- _Entries from a dataset_:
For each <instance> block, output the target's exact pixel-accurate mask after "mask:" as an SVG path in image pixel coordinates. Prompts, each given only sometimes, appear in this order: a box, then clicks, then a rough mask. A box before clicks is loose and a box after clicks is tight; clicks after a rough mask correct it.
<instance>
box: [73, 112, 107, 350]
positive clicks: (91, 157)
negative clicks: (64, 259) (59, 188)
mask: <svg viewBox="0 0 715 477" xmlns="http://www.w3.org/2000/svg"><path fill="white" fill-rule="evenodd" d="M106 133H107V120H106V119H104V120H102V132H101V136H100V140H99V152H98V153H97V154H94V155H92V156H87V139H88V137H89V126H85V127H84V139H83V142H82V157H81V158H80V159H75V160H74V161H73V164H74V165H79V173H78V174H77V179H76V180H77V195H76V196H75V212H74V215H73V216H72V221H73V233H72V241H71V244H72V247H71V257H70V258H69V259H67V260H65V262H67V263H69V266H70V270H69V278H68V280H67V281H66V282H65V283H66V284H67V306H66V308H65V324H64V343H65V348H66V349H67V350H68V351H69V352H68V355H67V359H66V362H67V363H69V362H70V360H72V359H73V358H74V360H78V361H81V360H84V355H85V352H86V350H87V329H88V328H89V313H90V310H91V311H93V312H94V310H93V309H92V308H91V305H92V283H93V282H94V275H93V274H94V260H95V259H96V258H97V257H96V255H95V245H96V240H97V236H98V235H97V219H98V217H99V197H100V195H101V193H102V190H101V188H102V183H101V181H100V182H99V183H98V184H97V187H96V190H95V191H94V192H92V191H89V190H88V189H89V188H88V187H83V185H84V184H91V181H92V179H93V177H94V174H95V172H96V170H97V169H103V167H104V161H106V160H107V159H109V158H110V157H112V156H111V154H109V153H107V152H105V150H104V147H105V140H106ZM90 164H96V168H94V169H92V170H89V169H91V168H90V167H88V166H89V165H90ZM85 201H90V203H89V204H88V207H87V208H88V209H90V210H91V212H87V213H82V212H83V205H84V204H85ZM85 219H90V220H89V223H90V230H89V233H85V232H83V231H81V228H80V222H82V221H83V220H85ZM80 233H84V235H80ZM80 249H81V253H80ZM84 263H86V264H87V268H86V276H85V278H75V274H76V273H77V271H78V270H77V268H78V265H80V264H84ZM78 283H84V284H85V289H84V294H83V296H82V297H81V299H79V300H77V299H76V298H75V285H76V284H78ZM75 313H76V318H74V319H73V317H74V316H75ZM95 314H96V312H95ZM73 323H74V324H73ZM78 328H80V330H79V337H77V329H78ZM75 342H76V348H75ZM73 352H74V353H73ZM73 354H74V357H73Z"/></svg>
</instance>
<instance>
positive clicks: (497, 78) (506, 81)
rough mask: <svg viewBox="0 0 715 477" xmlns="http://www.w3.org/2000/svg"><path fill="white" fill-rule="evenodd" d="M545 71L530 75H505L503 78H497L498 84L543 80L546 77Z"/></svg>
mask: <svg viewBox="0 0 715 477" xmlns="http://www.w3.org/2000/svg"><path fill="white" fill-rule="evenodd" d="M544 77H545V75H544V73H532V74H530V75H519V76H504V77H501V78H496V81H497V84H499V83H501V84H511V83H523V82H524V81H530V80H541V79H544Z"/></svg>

- _TASK GOAL_:
Please copy out the part of the entries that opens with the line containing "</instance>" and runs through the end of the entries, reproducing each line precisely.

- _RESULT_:
</instance>
<instance>
positive clicks: (497, 78) (506, 81)
rough mask: <svg viewBox="0 0 715 477" xmlns="http://www.w3.org/2000/svg"><path fill="white" fill-rule="evenodd" d="M545 71L530 75H505L503 78H497L498 84L543 80L546 77Z"/></svg>
mask: <svg viewBox="0 0 715 477" xmlns="http://www.w3.org/2000/svg"><path fill="white" fill-rule="evenodd" d="M544 77H545V75H544V73H532V74H530V75H519V76H504V77H501V78H496V81H497V84H499V83H501V84H511V83H523V82H524V81H530V80H541V79H544Z"/></svg>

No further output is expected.